## Отрывок:
Из-под ног взвился стрепет, потянув над балкой, искрясь на солнце белым пером. Приминая травы, с юга поплыл ветерок, с утра, может быть, бороздивший Азовское море".

Вспоминается, как Гоголь, чтобы быть точным в описании степи, изучал материалы ботанического словаря. Но дело, конечно, не в ботанических сведениях. Они доступны бывают многим. У Шолохова, как и Тургенева, Толстого, за этим стоят люди, это их мир, который облагораживает, возвышает.

* * *

Точность наблюдения, эстетическое ощущение, незаменимые народные слова, эмоциональность, простота формы - все это было в классических образцах. Но Шолохов дал и совершенно новое, чего не знала еще словесная живопись.

"Вызрел ковыль. Степь на многие версты оделась колышущимся серебром. Ветер упруго приминал его, наплывая, шершавил, бугрил, гнал то к югу, то к западу сизо-опаловые волны. Там, где пробегала текучая воздушная струя, ковыль молитвенно клонился, и на седой его хребтине долго лежала чернеющая тропа.

Отцвели разномастные травы. На гребнях никла безрадостная выгоревшая полынь. Короткие ночи истлевали быстро. По ночам на обугленно-черном небе несчетные сияли звезды; месяц - казачье солнышко, темнея ущербленной боковиной, светил скупо, бело; просторный Млечный Шлях сплетался с иными звездными путями. Терпкий воздух был густ, ветер сух, полыней; земля, напитанная все той же горечью всесильной полыни, тосковала о прохладе. Зыбились гордые звездные шляхи, не попранные ни копытом, ни ногой; пшеничная россыпь звезд гибла на сухом, черноземно-черном небе, не всходя и не радуя ростками; месяц - обсохлым солончаком, а по степи - сушь, сгибшая трава, и по ней белый неумолчный перепелиный бой да металлический звон кузнечиков...

Степь родимая! Горький ветер, оседавший на гривах косячных маток и жеребцов. На сухом конском храпе от ветра солоно, и конь, вдыхая горько-соленый запах, жует шелковистыми губами и ржет, чувствуя на них привкус ветра и солнца. Родимая степь под низким донским небом! Вилюжины балок, суходолов, красноглинистых яров, ковыльный простор с затравевшим гнездоватым следом конского копыта, курганы в мудром молчании, берегущие зарытую казачью славу... Низко кланяюсь и по-сыновьи целую твою пресную землю, донская, казачьей, не ржавеющей кровью политая степь!"

В одном описании сливается все: степь, небо, вилюжины балок, гнездоватые следы конского копыта. Шолохов мыслит широко и конкретно, как патриот, воспринимающий Родину всеми чувствами отзывчивой души.

## Задание 1:
Проверьте, согласуются ли с отрывком о степи у Шолохова три утверждения. (а) Гоголь изучал материалы ботанического словаря, чтобы точно описать степь. (б) Ветерок над балкой поплыл с севера. (в) Месяц в описании назван казачьим солнышком. На каждое ответьте «да» или «нет» и дословно приведите решающие слова отрывка.
## Задание 2:
Продолжите, пожалуйста, отрывок о степи у Шолохова после его последнего предложения.
Приведенные позиции к этому отношения не имеют.

## Фрагмент файла данных:

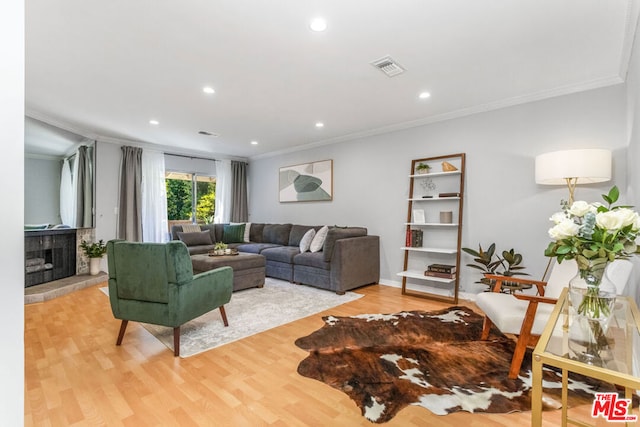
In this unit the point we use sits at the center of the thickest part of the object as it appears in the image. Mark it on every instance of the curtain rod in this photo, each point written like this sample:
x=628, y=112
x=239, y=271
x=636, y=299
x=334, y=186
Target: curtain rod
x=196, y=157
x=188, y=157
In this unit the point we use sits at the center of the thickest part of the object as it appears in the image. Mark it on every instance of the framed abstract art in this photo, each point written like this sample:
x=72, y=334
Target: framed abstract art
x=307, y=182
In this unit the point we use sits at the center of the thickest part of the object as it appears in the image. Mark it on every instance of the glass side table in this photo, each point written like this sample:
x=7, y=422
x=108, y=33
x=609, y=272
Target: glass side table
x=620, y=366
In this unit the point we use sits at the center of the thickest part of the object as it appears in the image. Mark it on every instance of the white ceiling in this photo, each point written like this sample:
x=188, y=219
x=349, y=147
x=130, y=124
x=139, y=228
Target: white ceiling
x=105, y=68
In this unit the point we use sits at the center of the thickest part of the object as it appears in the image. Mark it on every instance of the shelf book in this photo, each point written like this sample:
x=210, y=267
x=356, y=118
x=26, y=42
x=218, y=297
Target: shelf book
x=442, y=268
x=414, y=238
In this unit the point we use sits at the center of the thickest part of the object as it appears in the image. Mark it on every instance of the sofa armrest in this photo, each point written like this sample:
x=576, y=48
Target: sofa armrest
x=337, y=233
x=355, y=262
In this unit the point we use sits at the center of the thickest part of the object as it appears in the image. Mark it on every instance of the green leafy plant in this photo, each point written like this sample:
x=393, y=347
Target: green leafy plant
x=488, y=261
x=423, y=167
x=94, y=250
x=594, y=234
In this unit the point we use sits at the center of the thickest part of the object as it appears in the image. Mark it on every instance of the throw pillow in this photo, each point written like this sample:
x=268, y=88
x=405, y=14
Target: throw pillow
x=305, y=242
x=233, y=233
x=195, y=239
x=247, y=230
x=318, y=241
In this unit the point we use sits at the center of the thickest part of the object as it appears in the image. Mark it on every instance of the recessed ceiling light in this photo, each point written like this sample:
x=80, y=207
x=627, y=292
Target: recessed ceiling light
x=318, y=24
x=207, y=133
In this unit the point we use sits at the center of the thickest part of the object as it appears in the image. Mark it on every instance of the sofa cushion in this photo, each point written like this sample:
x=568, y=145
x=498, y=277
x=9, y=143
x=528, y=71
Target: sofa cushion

## Правильный ответ 1:
(а) Да: «Гоголь, чтобы быть точным в описании степи, изучал материалы ботанического словаря».
(б) Нет: «с юга поплыл ветерок».
(в) Да: «месяц - казачье солнышко».

## Правильный ответ 2:
Степь у Шолохова не только прекрасно видима, осязаема, как у Гоголя и Чехова. Она буйно играет красками, переливается, колышется, бугрится. Здесь ощутимее экспрессия, напряженность, движение, перемены, текучесть. По этим признакам она может быть сопоставлена с образом Невы из "Медного всадника". Та же необъятность силы, стихия, олицетворяющая естественную красоту вечной природы. Определения - на пределе живописной точности и эмоционального выражения. До Шолохова не было изобразительных средств такого рода: "Ночи истлевали", "Млечный Шлях сплетался с иными звездными путями", "горечь всесильной полыни", "сгибшая трава", "белый перепелиный бой", "зыбились гордые звездные шляхи, не попранные ни копытом, ни ногой", "на выцветшей голубени неба - нещадное солнце, бестучье да стальные полудужья распростертых крыльев коршуна", "курган синеет на грани видимого сказочно и мертво", "ковыльный простор с затравевшим следом конского копыта", "не ржавеющей кровью политая степь".

Она видится здесь глазами труженика, выросшего на ней. Это были к тому же годины испытаний, когда природа, земля, воспетая в народных песнях, стала роднее, вызывала самое трогательное чувство. Человек смотрел теперь "новым, завистливым взглядом... на траву, на полынь", как это было с Андреем Болконским на Бородинском поле, умиротворяющая красота воспринимается интимнее. И сама природа как бы становится человечнее, живет едиными чувствами с людьми. В ее величественной и строгой, даже трагически мрачной красоте - соответствие тому, что происходит в жизни людей.

Отсюда: месяц - казачье солнышко, небо - сухое черноземное поле, а на нем - гибнущая пшеничная россыпь звезд, горечь полыни - всесильная, ковыль - сияет, и притом - слепяще, "дымится бурая, верблюжьей окраски, горячая трава", "ветер оседает на гривах косячных маток и жеребцов".

Мир прекрасен. Его надо только знать во всех подробностях, любить его извечную чарующую прелесть, и тогда окажется: "На сухом конском храпе от ветра солоно, и конь, вдыхая горько-соленый запах, жует шелковистыми губами и ржет, чувствуя на них привкус ветра и солнца".

И вилюжины балок, и ковыль, и курганы, и пресная земля, и плывущий в голубом коршун, и бой перепелов, и звон кузнечиков - это мир в его "подробности земной", вызывающий "завистливый взгляд".

Своеобразен и синтаксис. Он напряжен и упруг, слова стоят тесно. Фраза проста, четко расчленена, в ней преобладают сочинительные связи. Ритм стремителен. Шолохов часто опускает для этого глагол, использует перечисления, заметно повышающие стиль.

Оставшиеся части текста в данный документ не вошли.